One other (albeit unconventional) solution might be to have the party in the UK before you depart on your K1 visa. Once you're in the US, you only have 90 days to get married anyhow - so you can just do a civil marriage there. Unless you're set on a big church wedding, there's nothing to say you can't have a big pre-wedding party (with the groom-to-be present) to see you off.
Cheers,
Bev


----------



## twostep (Apr 3, 2008)

It comes down to three options:
K1 90 days to get married in the US, apply for AoS, no work or travel outside the US until AoS is granted (I have heard of delays into 180 days lately)
CR1 once it is granted your legal status allows you to work immediately
UK wedding with your family/friends
Fees are posted on travel.state.gov. UK requirements fees - ask in the UK forum. Joppa is very well informed.

If you change your name or not is up to you. My personal advice - be consistent.

Shipping your property - clean out, clean out, clean out. 

House purchase - get established, have a job, work on your US credit history. 

In the meantime get a part time job and start saving like a squirrel.


----------



## CurlyGirl (May 29, 2015)

twostep said:


> It comes down to three options:
> K1 90 days to get married in the US, apply for AoS, no work or travel outside the US until AoS is granted (I have heard of delays into 180 days lately)
> CR1 once it is granted your legal status allows you to work immediately
> UK wedding with your family/friends
> ...


Thank you for the good advice. I too have heard it can be up to 6 months until AOS so our saving up is budgetting for that. Is there any exceptional circumstances they let you leave during that time? (I.e family illness or a bereavement? I would hate to have my parents get sick unexpected and not be able to get back to visit)

* REQUIRED TASKS *
1 – In the entries, from the first line through the line containing "negative clicks: (343, 257) (320, 67)", rename "clicks" to "points" wherever it occurs, and reproduce those lines otherwise unchanged.
2 – Take the forum discussion about K1 visas and wedding plans further, continuing from where it stops.

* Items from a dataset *

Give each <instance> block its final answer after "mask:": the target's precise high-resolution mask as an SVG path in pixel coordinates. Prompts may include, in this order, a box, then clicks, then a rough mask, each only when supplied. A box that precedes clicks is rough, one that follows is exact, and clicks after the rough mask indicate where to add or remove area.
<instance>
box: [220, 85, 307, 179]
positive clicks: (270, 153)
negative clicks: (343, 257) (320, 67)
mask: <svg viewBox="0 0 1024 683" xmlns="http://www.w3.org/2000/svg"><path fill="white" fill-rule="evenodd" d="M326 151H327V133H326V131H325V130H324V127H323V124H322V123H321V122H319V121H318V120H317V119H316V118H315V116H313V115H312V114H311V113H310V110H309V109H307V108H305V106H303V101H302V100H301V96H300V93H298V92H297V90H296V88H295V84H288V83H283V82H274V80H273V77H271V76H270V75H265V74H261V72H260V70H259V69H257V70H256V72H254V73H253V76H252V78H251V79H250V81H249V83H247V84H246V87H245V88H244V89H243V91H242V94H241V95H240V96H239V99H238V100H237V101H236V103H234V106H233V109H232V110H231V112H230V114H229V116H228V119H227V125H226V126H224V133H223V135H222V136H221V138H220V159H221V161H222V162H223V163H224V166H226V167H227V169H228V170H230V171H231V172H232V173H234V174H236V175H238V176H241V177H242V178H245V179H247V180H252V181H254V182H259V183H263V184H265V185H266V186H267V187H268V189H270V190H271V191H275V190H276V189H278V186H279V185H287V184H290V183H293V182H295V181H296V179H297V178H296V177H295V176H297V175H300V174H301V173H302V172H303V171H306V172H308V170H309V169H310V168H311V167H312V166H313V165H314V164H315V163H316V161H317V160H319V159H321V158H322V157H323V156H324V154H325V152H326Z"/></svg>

* EXERCISE RESPONSES *
1 –
Give each <instance> block its final answer after "mask:": the target's precise high-resolution mask as an SVG path in pixel coordinates. Prompts may include, in this order, a box, then points, then a rough mask, each only when supplied. A box that precedes points is rough, one that follows is exact, and points after the rough mask indicate where to add or remove area.
<instance>
box: [220, 85, 307, 179]
positive points: (270, 153)
negative points: (343, 257) (320, 67)

2 –
Thankfully I have a flat so all I will be taking is shoes and clothes and a few personal effects (old photos, paperwork etc) but certainly no furniture. 

My partner is in a great job but not enough to buy a house without my input so I need to get my savings over. He has such good credit he has been told he needs to basically get a visa card, finance a car or similiar as he has nothing at all. Much like nme, no debt and not even any credit cards. 

I'm working full time and ebaying like crazy to squirrel away around trips (im in the US now, flying home today :sad: )

Being quite traditional I want to take his name so i think in terms of thinks to change mt name on I hadn't though I coukd just apply after marriage US side and put as much off as I coukd to avoid changing. In the UK its just passport, driving licence and likely a bank account as ive been adviced to keep a UK one on the go. 

We are weighing up how beneficial getting an immigration lawer may be too.

Thanks again.x


----------



## CurlyGirl (May 29, 2015)

Bevdeforges said:


> Changing your name isn't really an issue in the US. (Not that you actually have to "change" your name, since you won't have much in the way of official documents or accounts in your maiden name over there.) Depends a bit on what you'll be retaining back in the UK as to how much trouble it will be making the official change in the UK, but as nyclon has indicated, the passport should be pretty simple (albeit expensive to renew from abroad, as I understand).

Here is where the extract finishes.